Problem to work on: Write out all the data below as a numbered list, one line per number, with blank lines dropped. Leave the pictures out.

Supplied information:
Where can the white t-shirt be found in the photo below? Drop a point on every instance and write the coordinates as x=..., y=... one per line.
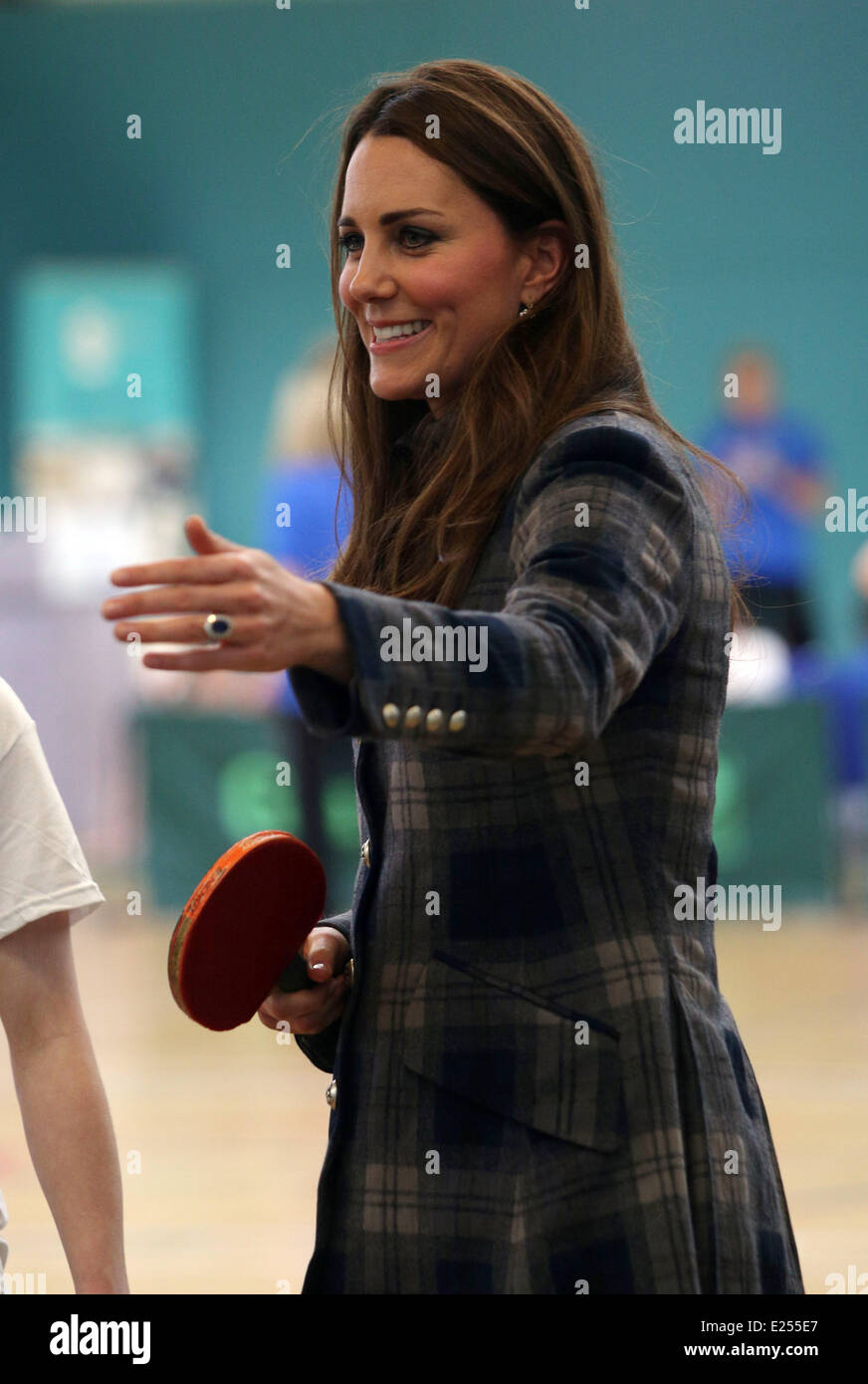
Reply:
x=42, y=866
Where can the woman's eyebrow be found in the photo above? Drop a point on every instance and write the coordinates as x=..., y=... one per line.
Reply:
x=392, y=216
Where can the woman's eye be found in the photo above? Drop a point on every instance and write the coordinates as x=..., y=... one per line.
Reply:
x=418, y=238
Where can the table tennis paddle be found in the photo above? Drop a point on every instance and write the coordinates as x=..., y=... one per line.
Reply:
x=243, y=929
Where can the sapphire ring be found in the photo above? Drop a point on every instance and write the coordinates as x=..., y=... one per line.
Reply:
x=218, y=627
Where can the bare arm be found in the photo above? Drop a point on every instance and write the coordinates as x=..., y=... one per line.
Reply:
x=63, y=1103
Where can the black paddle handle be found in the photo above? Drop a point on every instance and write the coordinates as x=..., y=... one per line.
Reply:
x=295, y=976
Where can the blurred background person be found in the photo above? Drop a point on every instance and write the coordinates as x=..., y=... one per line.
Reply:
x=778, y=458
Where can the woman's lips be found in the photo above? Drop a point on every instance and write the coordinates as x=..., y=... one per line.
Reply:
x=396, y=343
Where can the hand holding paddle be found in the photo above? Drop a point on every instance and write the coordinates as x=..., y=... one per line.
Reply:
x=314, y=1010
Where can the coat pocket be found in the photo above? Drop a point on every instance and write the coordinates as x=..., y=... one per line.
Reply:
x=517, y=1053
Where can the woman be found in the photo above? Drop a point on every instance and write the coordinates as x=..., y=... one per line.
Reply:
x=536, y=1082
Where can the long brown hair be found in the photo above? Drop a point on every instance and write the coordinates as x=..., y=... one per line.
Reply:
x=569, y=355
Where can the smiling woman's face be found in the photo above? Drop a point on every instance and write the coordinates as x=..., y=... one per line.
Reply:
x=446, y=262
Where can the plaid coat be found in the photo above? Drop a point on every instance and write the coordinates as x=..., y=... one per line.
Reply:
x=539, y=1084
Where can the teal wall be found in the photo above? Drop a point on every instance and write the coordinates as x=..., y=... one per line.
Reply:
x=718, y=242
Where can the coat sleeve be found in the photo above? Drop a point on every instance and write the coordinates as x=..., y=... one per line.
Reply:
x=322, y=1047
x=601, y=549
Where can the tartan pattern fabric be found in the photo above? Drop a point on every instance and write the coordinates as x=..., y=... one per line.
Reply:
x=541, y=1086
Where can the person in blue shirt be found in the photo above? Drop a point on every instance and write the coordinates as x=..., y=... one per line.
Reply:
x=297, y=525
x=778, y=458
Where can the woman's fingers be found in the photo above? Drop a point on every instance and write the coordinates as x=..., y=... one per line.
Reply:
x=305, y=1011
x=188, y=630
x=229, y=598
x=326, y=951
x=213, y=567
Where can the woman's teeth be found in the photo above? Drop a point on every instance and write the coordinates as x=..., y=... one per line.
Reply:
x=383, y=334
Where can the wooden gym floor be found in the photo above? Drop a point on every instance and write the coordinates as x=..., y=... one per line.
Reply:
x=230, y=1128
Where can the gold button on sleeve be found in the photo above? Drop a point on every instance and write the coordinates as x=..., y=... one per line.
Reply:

Result:
1. Where can the white t-shirt be found in the photo below? Drop a point on every instance and write the coordinates as x=..., y=... one per line.
2. Reply:
3. x=42, y=866
4. Where can the woman's eyebrow be found in the photo above? Drop a point on every instance and write the coordinates as x=..., y=... one per line.
5. Reply:
6. x=392, y=216
7. Where can the woman's eye be found in the photo above? Drop a point on every instance and write the coordinates as x=..., y=... one per line.
8. Reply:
9. x=418, y=238
10. Where can the table tennis paddle be found in the photo above? Drop a point on every instance and write the coordinates as x=..., y=... one per line.
11. Reply:
12. x=243, y=929
13. Where can the sapphire ring be found in the photo above? Drop a point on every instance and write the coordinates as x=..., y=... one per line.
14. Reply:
15. x=218, y=627
16. Where can the bare arm be found in the photo above? Drop a point on every instance and write the coordinates as x=..., y=... one per line.
17. Reply:
18. x=63, y=1103
19. Where can the black paddle handle be found in the photo above? Drop a point on every instance and write the coordinates as x=..., y=... one per line.
20. Reply:
21. x=295, y=976
22. Where can the blurred background person be found in the photo above? Drop a point on every instance and write the coordinates as x=..., y=... one per line.
23. Reply:
24. x=778, y=458
25. Where can the woman's lips be found in the photo above? Drop a point on every instance and write the coordinates as x=..., y=... one per line.
26. Reply:
27. x=396, y=343
28. Where can the hand holding paddle be found in the photo above? Drop a point on every instance and write the coordinates as x=..., y=... one per line.
29. Reply:
30. x=314, y=1010
31. Where can the coat pocket be found in the photo above? Drop a point on every instance and write the coordinates as x=..., y=... one per line.
32. Reply:
33. x=517, y=1053
34. Where can the woman be found in the photo above? Drop a point on every instance and write the coordinates as x=..., y=... one per line.
35. Reply:
36. x=536, y=1082
37. Where can the long brown hair be found in the photo above? Drop a point on every instance and write the coordinates as x=..., y=... one per line.
38. Reply:
39. x=569, y=355
40. Where can the smiling woman's face be found in the photo above? Drop a point on every instance and write the coordinates as x=..., y=... one per line.
41. Reply:
42. x=446, y=262
43. Where can the plaid coat be found in the photo above? Drop a point on every instance and write the coordinates as x=..., y=... one per line.
44. Reply:
45. x=539, y=1084
46. Where can the teal wall be found in the photo above? Drop a point on every instance and write the coordinates as x=..., y=... one per line.
47. Reply:
48. x=718, y=242
49. Where can the coat sleeve be found in the photo above? Drop a point on every instance and write the coordinates as x=..., y=... one per line.
50. Reply:
51. x=322, y=1047
52. x=601, y=549
53. Where can the tartan pattern fabric be found in the photo above? Drop a point on every instance and write the coordinates as x=..., y=... one per line.
54. Reply:
55. x=541, y=1086
56. Where can the person in blue shirt be found in the photo above? Drop a point on every instance and write the coordinates as x=..., y=... one per line.
57. Reply:
58. x=297, y=525
59. x=778, y=458
60. Where can the woman's fingers be found in the photo above? Drop a point on every instance and write the coordinates as x=..., y=... one per line.
61. Reply:
62. x=305, y=1011
63. x=188, y=630
64. x=229, y=598
65. x=326, y=951
66. x=213, y=567
67. Where can the woman's teeth be found in the photo above? Drop a point on every instance and write the coordinates as x=..., y=... one per line.
68. Reply:
69. x=383, y=334
70. Where can the wooden gym floor be found in the photo above? Drop a point on every instance and write the coordinates as x=..., y=... one per line.
71. Reply:
72. x=230, y=1128
73. Where can the gold button on sleeve be found in the photo above? Drop a point on every instance and write the coordinates as x=..., y=... one per line.
74. Reply:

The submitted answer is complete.